### [YOUR OBJECTIVE]
Gather every line of the items below that contains the string "drawer", copying each line in full. Case counts.

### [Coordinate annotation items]
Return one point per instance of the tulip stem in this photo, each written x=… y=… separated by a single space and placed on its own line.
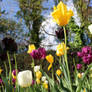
x=65 y=56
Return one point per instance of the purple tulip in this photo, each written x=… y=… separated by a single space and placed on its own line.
x=86 y=49
x=42 y=53
x=80 y=54
x=79 y=66
x=86 y=54
x=13 y=80
x=38 y=54
x=1 y=81
x=14 y=72
x=33 y=82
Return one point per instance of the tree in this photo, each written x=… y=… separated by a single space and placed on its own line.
x=30 y=11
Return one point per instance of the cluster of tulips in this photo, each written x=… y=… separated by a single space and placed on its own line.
x=61 y=81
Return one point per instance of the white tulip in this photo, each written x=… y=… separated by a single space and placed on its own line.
x=90 y=28
x=43 y=78
x=36 y=68
x=25 y=78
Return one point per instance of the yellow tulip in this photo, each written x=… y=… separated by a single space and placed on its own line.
x=38 y=74
x=61 y=15
x=50 y=58
x=31 y=48
x=61 y=49
x=58 y=72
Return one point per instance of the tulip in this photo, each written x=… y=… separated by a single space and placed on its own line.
x=38 y=81
x=79 y=66
x=45 y=85
x=58 y=72
x=36 y=68
x=90 y=28
x=1 y=70
x=50 y=59
x=79 y=75
x=61 y=15
x=61 y=49
x=1 y=81
x=25 y=78
x=38 y=74
x=43 y=78
x=31 y=48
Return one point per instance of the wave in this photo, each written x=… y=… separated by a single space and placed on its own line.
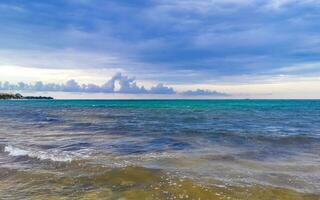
x=53 y=155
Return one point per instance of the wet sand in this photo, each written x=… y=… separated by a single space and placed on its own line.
x=78 y=180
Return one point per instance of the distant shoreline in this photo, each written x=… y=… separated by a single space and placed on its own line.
x=7 y=96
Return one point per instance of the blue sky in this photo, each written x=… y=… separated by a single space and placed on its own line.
x=181 y=44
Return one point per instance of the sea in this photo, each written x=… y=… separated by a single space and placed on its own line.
x=160 y=149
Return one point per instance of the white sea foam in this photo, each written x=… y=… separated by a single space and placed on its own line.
x=53 y=155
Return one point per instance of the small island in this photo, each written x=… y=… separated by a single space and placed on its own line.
x=8 y=96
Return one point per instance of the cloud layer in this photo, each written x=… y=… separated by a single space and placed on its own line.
x=117 y=84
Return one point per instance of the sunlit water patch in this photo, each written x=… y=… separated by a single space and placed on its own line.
x=160 y=149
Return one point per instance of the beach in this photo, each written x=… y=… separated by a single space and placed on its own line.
x=160 y=149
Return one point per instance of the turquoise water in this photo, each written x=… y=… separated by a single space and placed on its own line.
x=235 y=142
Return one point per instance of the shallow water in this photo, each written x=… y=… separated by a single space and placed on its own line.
x=151 y=149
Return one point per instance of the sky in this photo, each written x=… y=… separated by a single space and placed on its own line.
x=161 y=48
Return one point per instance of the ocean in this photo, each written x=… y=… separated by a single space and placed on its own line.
x=160 y=149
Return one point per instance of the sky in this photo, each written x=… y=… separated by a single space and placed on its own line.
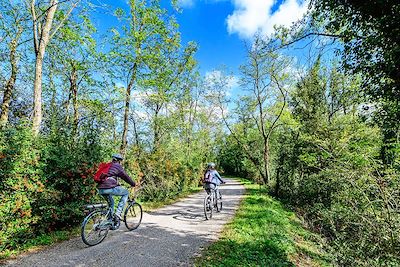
x=221 y=27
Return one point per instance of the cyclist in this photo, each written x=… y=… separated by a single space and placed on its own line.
x=214 y=179
x=110 y=186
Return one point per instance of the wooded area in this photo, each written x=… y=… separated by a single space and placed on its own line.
x=321 y=134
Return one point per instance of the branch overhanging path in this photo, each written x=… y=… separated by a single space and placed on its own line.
x=169 y=236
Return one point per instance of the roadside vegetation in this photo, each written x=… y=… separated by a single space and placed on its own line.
x=265 y=233
x=319 y=132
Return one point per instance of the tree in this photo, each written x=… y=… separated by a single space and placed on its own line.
x=43 y=31
x=370 y=34
x=265 y=77
x=13 y=24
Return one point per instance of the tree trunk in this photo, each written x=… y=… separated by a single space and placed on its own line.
x=124 y=142
x=40 y=48
x=5 y=107
x=74 y=91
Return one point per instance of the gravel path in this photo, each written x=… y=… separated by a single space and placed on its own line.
x=170 y=236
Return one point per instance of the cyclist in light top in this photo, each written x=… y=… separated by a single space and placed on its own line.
x=215 y=180
x=110 y=187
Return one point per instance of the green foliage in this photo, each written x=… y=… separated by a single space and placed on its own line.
x=329 y=168
x=45 y=183
x=264 y=233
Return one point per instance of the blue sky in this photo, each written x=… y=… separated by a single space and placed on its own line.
x=220 y=27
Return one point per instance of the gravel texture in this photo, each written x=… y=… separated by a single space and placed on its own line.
x=169 y=236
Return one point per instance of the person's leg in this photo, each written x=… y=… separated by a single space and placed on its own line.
x=124 y=193
x=107 y=194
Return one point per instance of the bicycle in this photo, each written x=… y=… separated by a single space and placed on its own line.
x=101 y=218
x=212 y=200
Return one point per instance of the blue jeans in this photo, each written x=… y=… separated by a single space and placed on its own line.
x=116 y=191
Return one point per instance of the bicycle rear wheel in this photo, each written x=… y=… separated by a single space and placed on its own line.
x=94 y=228
x=208 y=207
x=219 y=201
x=133 y=216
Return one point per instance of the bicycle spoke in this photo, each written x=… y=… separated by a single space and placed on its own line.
x=94 y=228
x=133 y=216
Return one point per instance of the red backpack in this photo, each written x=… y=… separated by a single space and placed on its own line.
x=208 y=177
x=102 y=172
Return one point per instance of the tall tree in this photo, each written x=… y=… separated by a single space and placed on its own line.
x=12 y=25
x=145 y=30
x=370 y=33
x=43 y=31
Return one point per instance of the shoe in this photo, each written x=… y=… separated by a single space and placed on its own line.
x=118 y=216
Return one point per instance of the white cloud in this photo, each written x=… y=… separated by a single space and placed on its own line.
x=186 y=3
x=251 y=16
x=217 y=77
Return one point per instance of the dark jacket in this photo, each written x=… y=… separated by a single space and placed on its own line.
x=114 y=172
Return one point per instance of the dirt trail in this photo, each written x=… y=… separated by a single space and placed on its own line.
x=170 y=236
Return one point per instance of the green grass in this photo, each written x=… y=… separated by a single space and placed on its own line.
x=39 y=242
x=57 y=236
x=264 y=233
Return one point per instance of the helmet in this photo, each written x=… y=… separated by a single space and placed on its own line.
x=211 y=165
x=117 y=156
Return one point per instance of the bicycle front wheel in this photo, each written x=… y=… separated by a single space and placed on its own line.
x=133 y=216
x=208 y=207
x=219 y=201
x=94 y=228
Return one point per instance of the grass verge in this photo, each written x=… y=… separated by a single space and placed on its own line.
x=264 y=233
x=61 y=235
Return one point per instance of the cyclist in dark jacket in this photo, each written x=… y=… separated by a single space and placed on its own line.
x=110 y=187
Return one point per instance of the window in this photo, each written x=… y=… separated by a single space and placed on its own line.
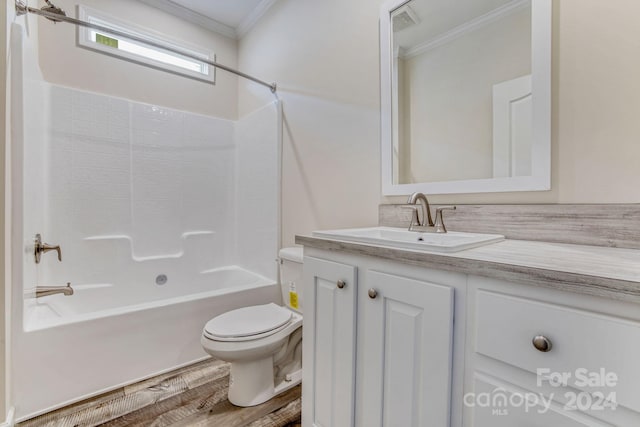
x=142 y=53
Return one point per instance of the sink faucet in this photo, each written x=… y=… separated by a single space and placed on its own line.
x=419 y=199
x=424 y=206
x=427 y=224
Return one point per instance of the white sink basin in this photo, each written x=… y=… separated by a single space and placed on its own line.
x=404 y=239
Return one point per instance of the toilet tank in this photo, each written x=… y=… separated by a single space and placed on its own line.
x=291 y=277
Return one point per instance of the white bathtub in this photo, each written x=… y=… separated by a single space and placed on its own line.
x=98 y=300
x=110 y=345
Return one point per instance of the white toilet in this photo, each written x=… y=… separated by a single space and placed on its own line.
x=263 y=343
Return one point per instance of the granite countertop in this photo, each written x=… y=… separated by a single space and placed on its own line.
x=594 y=270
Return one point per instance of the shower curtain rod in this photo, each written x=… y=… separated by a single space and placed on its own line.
x=60 y=16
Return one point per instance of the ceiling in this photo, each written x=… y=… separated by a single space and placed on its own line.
x=232 y=18
x=435 y=18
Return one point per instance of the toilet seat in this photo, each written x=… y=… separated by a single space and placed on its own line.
x=248 y=323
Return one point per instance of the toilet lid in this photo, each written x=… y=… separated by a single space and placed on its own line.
x=248 y=321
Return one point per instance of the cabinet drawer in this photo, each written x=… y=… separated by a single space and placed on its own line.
x=496 y=403
x=586 y=348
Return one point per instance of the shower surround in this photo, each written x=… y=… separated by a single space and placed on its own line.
x=165 y=219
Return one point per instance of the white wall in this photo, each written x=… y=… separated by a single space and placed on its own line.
x=4 y=229
x=324 y=56
x=96 y=72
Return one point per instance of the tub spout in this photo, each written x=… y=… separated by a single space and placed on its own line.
x=43 y=291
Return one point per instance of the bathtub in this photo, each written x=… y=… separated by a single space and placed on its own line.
x=127 y=343
x=93 y=174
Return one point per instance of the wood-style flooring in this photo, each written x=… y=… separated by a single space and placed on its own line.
x=194 y=396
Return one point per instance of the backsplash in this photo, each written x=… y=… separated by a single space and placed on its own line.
x=612 y=225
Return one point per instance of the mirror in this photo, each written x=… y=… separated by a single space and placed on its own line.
x=465 y=96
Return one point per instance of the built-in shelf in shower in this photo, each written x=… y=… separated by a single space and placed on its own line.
x=125 y=238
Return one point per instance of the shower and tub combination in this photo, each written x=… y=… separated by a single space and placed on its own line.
x=163 y=219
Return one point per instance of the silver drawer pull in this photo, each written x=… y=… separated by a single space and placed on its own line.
x=542 y=343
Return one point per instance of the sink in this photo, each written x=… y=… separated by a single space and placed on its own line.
x=451 y=241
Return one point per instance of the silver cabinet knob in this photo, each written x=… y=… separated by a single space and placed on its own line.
x=542 y=343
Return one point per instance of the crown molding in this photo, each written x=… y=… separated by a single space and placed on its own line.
x=193 y=17
x=248 y=23
x=467 y=27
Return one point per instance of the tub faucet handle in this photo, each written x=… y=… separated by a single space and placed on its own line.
x=41 y=248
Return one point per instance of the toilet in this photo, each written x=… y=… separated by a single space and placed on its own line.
x=263 y=343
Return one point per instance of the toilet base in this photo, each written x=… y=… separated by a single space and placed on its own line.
x=251 y=383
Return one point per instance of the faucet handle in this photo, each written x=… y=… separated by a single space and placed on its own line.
x=439 y=224
x=41 y=248
x=415 y=219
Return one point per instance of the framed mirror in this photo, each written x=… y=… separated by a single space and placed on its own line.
x=465 y=96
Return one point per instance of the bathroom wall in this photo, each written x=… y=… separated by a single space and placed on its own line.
x=4 y=230
x=96 y=72
x=324 y=56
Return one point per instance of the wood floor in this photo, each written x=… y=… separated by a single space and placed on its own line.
x=192 y=396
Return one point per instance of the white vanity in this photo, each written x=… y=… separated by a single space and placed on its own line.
x=514 y=333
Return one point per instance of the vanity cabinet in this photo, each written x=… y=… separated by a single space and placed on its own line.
x=377 y=343
x=574 y=357
x=329 y=342
x=392 y=343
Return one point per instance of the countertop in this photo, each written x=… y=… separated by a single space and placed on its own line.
x=594 y=270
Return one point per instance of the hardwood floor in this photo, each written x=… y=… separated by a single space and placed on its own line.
x=192 y=396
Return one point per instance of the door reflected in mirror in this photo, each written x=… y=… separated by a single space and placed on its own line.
x=466 y=101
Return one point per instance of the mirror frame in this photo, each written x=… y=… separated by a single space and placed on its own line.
x=540 y=179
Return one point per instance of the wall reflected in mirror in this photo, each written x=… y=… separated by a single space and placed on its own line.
x=461 y=90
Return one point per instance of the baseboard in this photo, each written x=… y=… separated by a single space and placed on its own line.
x=10 y=421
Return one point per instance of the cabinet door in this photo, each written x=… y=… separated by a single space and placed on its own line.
x=328 y=382
x=407 y=328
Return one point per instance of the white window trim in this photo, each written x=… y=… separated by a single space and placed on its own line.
x=100 y=18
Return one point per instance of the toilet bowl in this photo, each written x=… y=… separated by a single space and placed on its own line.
x=263 y=343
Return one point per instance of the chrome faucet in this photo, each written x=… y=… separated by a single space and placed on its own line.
x=40 y=248
x=43 y=291
x=426 y=224
x=426 y=211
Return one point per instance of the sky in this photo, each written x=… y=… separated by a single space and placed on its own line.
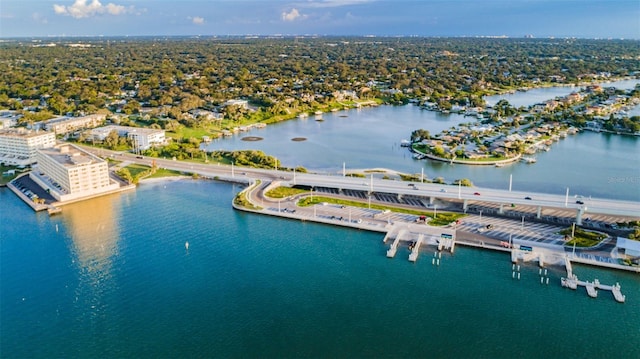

### [CORRECT RESPONSE]
Return one point per instance of the cabinet drawer in this photo, each written x=… y=… separated by a single space and placed on its own line.
Return one point per instance of the silver drawer pull in this photo, each written x=… y=… separated by a single space and placed on its own line.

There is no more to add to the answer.